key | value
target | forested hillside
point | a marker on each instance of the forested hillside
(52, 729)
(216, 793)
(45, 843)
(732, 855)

○ ○ ○

• Written instruction: Print every line of the data above again, unchanged.

• Output for this exercise:
key | value
target | forested hillside
point | a marker on each instance of the forested hillside
(52, 729)
(216, 793)
(45, 843)
(732, 855)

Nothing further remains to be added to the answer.